■ DIRECTIONS FOR THIS TASK
The reply has to contain each record exactly as written.

■ PROVIDED RECORDS

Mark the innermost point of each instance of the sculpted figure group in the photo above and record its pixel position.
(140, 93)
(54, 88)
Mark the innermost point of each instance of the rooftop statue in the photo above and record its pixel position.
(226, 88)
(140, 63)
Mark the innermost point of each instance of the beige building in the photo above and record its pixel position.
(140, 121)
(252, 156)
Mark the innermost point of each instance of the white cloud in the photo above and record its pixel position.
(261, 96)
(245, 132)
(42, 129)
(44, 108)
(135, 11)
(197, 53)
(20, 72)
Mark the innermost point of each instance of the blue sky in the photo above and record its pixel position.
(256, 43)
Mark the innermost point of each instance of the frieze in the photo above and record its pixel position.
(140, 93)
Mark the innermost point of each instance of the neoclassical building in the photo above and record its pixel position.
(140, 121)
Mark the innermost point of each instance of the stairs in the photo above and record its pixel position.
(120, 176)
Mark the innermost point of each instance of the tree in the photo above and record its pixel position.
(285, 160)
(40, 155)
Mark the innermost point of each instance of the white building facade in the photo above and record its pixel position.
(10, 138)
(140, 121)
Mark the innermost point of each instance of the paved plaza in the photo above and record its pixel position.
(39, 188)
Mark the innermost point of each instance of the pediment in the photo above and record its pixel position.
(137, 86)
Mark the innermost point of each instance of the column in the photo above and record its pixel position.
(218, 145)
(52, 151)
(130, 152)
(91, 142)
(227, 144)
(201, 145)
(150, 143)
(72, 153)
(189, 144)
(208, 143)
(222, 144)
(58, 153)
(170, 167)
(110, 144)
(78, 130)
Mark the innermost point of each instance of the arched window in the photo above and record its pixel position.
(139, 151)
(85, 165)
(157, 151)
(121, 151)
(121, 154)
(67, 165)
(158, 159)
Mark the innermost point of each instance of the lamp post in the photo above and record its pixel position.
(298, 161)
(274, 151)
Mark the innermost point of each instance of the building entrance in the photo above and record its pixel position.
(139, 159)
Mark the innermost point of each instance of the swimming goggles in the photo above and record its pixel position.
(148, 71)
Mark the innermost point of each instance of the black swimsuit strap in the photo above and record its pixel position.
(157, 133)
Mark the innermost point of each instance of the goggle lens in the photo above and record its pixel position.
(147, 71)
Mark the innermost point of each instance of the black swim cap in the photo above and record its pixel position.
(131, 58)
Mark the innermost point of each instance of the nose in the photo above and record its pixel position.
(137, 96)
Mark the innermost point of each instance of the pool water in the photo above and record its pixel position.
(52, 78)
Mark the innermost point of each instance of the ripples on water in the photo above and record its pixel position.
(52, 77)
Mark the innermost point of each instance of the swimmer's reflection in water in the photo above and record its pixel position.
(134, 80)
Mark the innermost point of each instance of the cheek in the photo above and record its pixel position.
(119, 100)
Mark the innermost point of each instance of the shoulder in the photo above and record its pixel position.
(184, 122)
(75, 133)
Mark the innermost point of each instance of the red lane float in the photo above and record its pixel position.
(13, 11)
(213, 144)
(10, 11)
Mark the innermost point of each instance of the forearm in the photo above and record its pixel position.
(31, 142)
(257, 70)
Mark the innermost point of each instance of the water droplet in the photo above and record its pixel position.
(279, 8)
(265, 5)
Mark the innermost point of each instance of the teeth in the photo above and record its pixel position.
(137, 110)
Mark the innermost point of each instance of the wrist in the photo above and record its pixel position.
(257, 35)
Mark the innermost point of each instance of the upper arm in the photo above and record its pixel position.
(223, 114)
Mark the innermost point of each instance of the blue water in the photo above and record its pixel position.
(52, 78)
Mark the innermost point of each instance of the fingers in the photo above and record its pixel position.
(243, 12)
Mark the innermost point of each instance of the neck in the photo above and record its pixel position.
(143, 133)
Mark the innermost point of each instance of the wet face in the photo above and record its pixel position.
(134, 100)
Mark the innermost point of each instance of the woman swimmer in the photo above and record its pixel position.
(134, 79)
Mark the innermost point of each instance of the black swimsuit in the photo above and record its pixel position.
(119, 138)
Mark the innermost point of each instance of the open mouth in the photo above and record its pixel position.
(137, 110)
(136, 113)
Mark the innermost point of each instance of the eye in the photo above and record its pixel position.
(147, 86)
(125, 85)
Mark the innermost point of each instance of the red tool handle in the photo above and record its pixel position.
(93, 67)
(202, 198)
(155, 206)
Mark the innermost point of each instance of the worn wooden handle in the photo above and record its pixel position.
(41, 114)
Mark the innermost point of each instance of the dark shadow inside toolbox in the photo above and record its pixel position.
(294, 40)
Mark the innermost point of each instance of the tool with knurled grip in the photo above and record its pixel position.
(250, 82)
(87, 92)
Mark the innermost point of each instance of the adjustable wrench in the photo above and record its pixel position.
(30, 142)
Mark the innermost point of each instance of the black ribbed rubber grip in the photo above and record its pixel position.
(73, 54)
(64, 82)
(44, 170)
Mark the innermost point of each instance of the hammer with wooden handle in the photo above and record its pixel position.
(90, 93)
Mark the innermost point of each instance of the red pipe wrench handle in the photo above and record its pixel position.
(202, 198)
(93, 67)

■ YOUR SOLUTION
Mark the innermost point of each instance of the sculpted figure group in the photo above and record its pixel position.
(140, 93)
(54, 88)
Mark the innermost point of each instance of the rooftop statue in the photo above and record its pixel position.
(226, 88)
(140, 63)
Mark the innermost point of each instance of the beige building in the photo above and record its pixel position.
(140, 121)
(252, 156)
Mark the innermost point of each instance of the white cloud in the photo above and record its pixel position.
(261, 96)
(245, 132)
(42, 129)
(44, 108)
(135, 11)
(197, 53)
(20, 72)
Mark the innermost point of each instance of the blue sky in the photo above and record its pixel position.
(256, 43)
Mark the innermost point of each instance of the frieze in the photo above and record its pixel position.
(140, 93)
Mark the innermost point of each instance of the neoclassical building in the photo above and record its pixel position.
(140, 121)
Mark the innermost point of each instance of the stairs in the photo above and record its pixel position.
(120, 176)
Mark the innermost point of each instance of the tree in the photo above and record its pixel position.
(285, 160)
(40, 155)
Mark the innermost point of each instance of the white building facade in the photo above and record its pixel position.
(10, 138)
(140, 121)
Mark the innermost point of each instance of the paved plaza in the photo above and record its pixel position.
(39, 188)
Mark the innermost point of each instance of the pediment in the photo above and record its pixel position.
(137, 86)
Mark the innermost point of each instance of the column in the photo above and record its pixel position.
(218, 145)
(52, 151)
(130, 152)
(91, 142)
(227, 144)
(201, 145)
(150, 143)
(72, 153)
(189, 144)
(208, 143)
(222, 144)
(58, 153)
(170, 167)
(110, 144)
(78, 130)
Mark the innermost point of each instance of the arched window in the photo above and record its pixel position.
(139, 151)
(85, 165)
(157, 151)
(121, 151)
(121, 154)
(67, 165)
(158, 159)
Mark the innermost point of each instance of the lamp post in the photo above and record its pixel position.
(298, 161)
(274, 151)
Mark the innermost point of each instance of the building entrance in the photo above and record its pixel position.
(139, 159)
Mark the innermost point of each instance of the swimming goggles in the photo above and record its pixel position.
(148, 71)
Mark the innermost point of each instance of the black swimsuit strap in the photo above and record its pixel position.
(157, 133)
Mark the innermost point of each instance of the goggle lens in the photo above and record its pixel position.
(147, 71)
Mark the innermost point of each instance of the black swim cap in the photo above and record its pixel position.
(131, 58)
Mark the innermost point of each instance of the nose in the photo above and record its pixel position.
(137, 96)
Mark the innermost point of each instance of the pool water in the photo above and record its pixel position.
(52, 78)
Mark the innermost point of each instance of the ripples on water in the photo above and record its pixel position.
(52, 77)
Mark the innermost point of each instance of the swimmer's reflection in water in the photo above and record its pixel position.
(134, 80)
Mark the innermost point of each instance of the cheek in the photo above and record its pixel position.
(119, 100)
Mark the innermost point of each instance of the shoulder in the photo above and record its pixel position.
(184, 122)
(75, 133)
Mark the innermost point of each instance of the red lane float in the photo above and record its pixel position.
(13, 11)
(213, 144)
(10, 11)
Mark the innermost point of each instance of the forearm in the photo above and record its pixel position.
(31, 142)
(257, 70)
Mark the innermost point of each instance of the water droplet in the photo above and record its pixel position.
(279, 8)
(265, 5)
Mark the innermost point of each instance of the teeth in the photo above and record its pixel position.
(137, 110)
Mark the innermost point of each instance of the wrist in the photo above and record its pixel position.
(257, 35)
Mark the innermost point of each instance of the upper arm in the photo above and record its pixel position.
(223, 114)
Mark the innermost point of each instance of the blue water in the photo above and record its pixel position.
(52, 78)
Mark the innermost point of each instance of the fingers in the photo above and record its pixel position.
(243, 12)
Mark the innermost point of each instance of the neck in the photo above and record its pixel position.
(143, 133)
Mark the innermost point of each instance of the wet face in the photo above and record its pixel position.
(134, 100)
Mark the innermost point of each instance of the woman swimmer in the photo above and record its pixel position.
(134, 79)
Mark the innermost point of each instance of the black swimsuit in the photo above and record its pixel position.
(119, 138)
Mark the innermost point of each instance of the open mouth in the photo above and record its pixel position.
(137, 110)
(136, 113)
Mark the innermost point of each instance of the eye in the photo above and record its pixel position.
(147, 86)
(125, 85)
Mark the innermost point of each instance of the red tool handle in the photo above and record its pixel position.
(93, 67)
(202, 198)
(155, 206)
Mark the innermost point of each instance of the worn wooden handle in the photo above and record its pixel position.
(41, 114)
Mark the innermost point of each instance of the dark shadow inside toolbox in the photo above and record its pixel position.
(294, 40)
Mark the innermost point of each instance of the tool with knurled grip in the photo above and record its pixel position.
(250, 82)
(87, 92)
Mark the innermost point of each instance of the adjustable wrench in the photo above and record its pixel position.
(30, 142)
Mark the innermost point of each instance of the black ribbed rubber grip in the photo above and record its pixel position.
(73, 54)
(64, 82)
(44, 170)
Mark the innermost point of each instance of the hammer with wooden handle in the photo above and record its pixel position.
(90, 93)
Mark the innermost point of each instance of the red pipe wrench handle in the photo above and record its pixel position.
(202, 198)
(93, 67)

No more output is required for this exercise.